▸ **TEXTO DE LECTURA**
Evangelio del domingo "Gaudete": preparando el camino del Señor

Comentario del 3.º domingo de Adviento (Ciclo A). “Los ciegos ven y los cojos andan (…) y a los pobres se les anuncia el Evangelio”. La venida del Señor nos mueve a llenarnos de su gracia para que nuestra vida sea instrumento de alegría y conversión para muchos.

Evangelio (Mt 11,2-11)

Entretanto Juan, que en la cárcel había tenido noticia de las obras de Cristo, envió a preguntarle por mediación de sus discípulos:

— ¿Eres tú el que va a venir, o esperamos a otro?

Y Jesús les respondió:

— Id y anunciadle a Juan lo que estáis viendo y oyendo: los ciegos ven y los cojos andan, los leprosos quedan limpios y los sordos oyen, los muertos resucitan y a los pobres se les anuncia el Evangelio. Y bienaventurado el que no se escandalice de mí.

Cuando ellos se fueron, Jesús se puso a hablar de Juan a la multitud:

— ¿Qué salisteis a ver en el desierto? ¿Una caña sacudida por el viento? Entonces, ¿qué salisteis a ver? ¿A un hombre vestido con finos ropajes? Daos cuenta de que los que llevan finos ropajes se encuentran en los palacios reales. Entonces, ¿qué salisteis a ver? ¿A un profeta? Sí, os lo aseguro, y más que un profeta. Éste es de quien está escrito:

Mira que yo envío a mi mensajero delante de ti,

para que vaya preparándote el camino.

▸ **EJERCICIO PROPUESTO A**
Repite literalmente el pasaje del texto sobre el evangelio del domingo Gaudete desde "Entretanto Juan, que" hasta "escandalice de mí.", ambos incluidos.
El texto y los registros son materiales independientes entre sí.

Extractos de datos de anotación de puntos

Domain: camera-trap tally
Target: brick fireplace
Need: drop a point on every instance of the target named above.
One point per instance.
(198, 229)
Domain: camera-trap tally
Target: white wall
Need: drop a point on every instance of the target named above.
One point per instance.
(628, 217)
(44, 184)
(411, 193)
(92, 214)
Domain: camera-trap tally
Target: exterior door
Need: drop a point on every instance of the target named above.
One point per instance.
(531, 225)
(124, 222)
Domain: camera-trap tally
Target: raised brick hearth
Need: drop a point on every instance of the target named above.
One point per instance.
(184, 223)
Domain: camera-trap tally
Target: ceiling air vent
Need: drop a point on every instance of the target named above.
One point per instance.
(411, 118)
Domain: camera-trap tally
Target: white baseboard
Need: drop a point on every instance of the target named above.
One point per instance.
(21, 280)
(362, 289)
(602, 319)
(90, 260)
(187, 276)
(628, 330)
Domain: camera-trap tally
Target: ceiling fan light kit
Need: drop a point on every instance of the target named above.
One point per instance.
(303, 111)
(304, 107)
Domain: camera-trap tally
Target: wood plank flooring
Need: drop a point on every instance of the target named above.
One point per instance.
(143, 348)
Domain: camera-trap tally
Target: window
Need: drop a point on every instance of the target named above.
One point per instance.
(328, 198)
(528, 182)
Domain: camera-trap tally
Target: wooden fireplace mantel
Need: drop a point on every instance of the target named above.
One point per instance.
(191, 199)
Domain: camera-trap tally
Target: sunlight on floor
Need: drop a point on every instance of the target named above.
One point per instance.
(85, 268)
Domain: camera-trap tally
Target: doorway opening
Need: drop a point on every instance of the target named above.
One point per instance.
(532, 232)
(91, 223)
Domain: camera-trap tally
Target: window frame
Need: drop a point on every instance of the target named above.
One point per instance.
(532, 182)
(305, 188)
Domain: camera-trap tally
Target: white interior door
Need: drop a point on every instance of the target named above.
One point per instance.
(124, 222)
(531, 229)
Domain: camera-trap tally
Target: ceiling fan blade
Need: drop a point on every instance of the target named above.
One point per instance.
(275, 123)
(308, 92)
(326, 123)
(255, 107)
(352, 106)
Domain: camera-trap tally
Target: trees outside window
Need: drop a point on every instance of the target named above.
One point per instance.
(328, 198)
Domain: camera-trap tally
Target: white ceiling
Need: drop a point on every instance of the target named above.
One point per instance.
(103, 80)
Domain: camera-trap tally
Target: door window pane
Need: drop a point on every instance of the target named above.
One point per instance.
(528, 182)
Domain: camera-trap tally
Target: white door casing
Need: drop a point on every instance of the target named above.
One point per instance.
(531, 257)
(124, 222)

▸ **EJERCICIO PROPUESTO B**
Cuenta cuántas líneas de los registros contienen la cadena "ceiling", teniendo en cuenta mayúsculas y minúsculas, y responde solo con el número.

▸ **SOLUCIÓN DEL PROBLEMA A**
Entretanto Juan, que en la cárcel había tenido noticia de las obras de Cristo, envió a preguntarle por mediación de sus discípulos:

— ¿Eres tú el que va a venir, o esperamos a otro?

Y Jesús les respondió:

— Id y anunciadle a Juan lo que estáis viendo y oyendo: los ciegos ven y los cojos andan, los leprosos quedan limpios y los sordos oyen, los muertos resucitan y a los pobres se les anuncia el Evangelio. Y bienaventurado el que no se escandalice de mí.

▸ **SOLUCIÓN DEL PROBLEMA B**
4